[Start of TEXT TO READ]
Re: [PATCH v3 2/2] alloc.c: remove the redundant commit_count variable

Jeff King <peff@xxxxxxxx> · Fri, 11 Jul 2014 04:32:20 -0400

On Fri, Jul 11, 2014 at 01:59:53AM +0100, Ramsay Jones wrote:

> > The code you're touching here was trying to make sure that each commit
> > gets a unique index, under the assumption that commits only get
> > allocated via alloc_commit_node. But I think that assumption is wrong.
> > We can also get commit objects by allocating an OBJ_NONE (e.g., via
> > lookup_unknown_object) and then converting it into an OBJ_COMMIT when we
> > find out what it is.
> 
> Hmm, I don't know how the object is converted, but the object allocator
> is actually allocating an 'union any_object', so it's allocating more
> space than for a struct object anyway.

Right, we would generally want to avoid lookup_unknown_object where we
can for that reason.

> If you add an 'index' field to struct object, (and remove it from
> struct commit) it could be set in alloc_object_node(). ie _all_ node
> types get an index field.
[End of TEXT TO READ]
[Start of PROVIDED DATA]
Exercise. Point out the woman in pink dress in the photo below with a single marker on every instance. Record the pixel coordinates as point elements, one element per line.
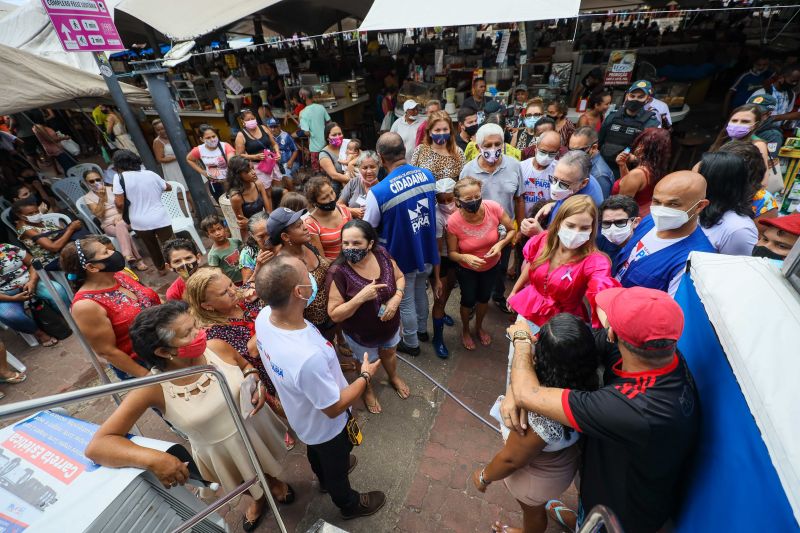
[End of PROVIDED DATA]
● **GIVEN INSTRUCTION**
From the reply on the alloc.c patch, print everything from "Re: [PATCH v3" down to "what it is.", keeping every word and mark unchanged.

● **OUTPUT FOR THIS EXERCISE**
Re: [PATCH v3 2/2] alloc.c: remove the redundant commit_count variable

Jeff King <peff@xxxxxxxx> · Fri, 11 Jul 2014 04:32:20 -0400

On Fri, Jul 11, 2014 at 01:59:53AM +0100, Ramsay Jones wrote:

> > The code you're touching here was trying to make sure that each commit
> > gets a unique index, under the assumption that commits only get
> > allocated via alloc_commit_node. But I think that assumption is wrong.
> > We can also get commit objects by allocating an OBJ_NONE (e.g., via
> > lookup_unknown_object) and then converting it into an OBJ_COMMIT when we
> > find out what it is.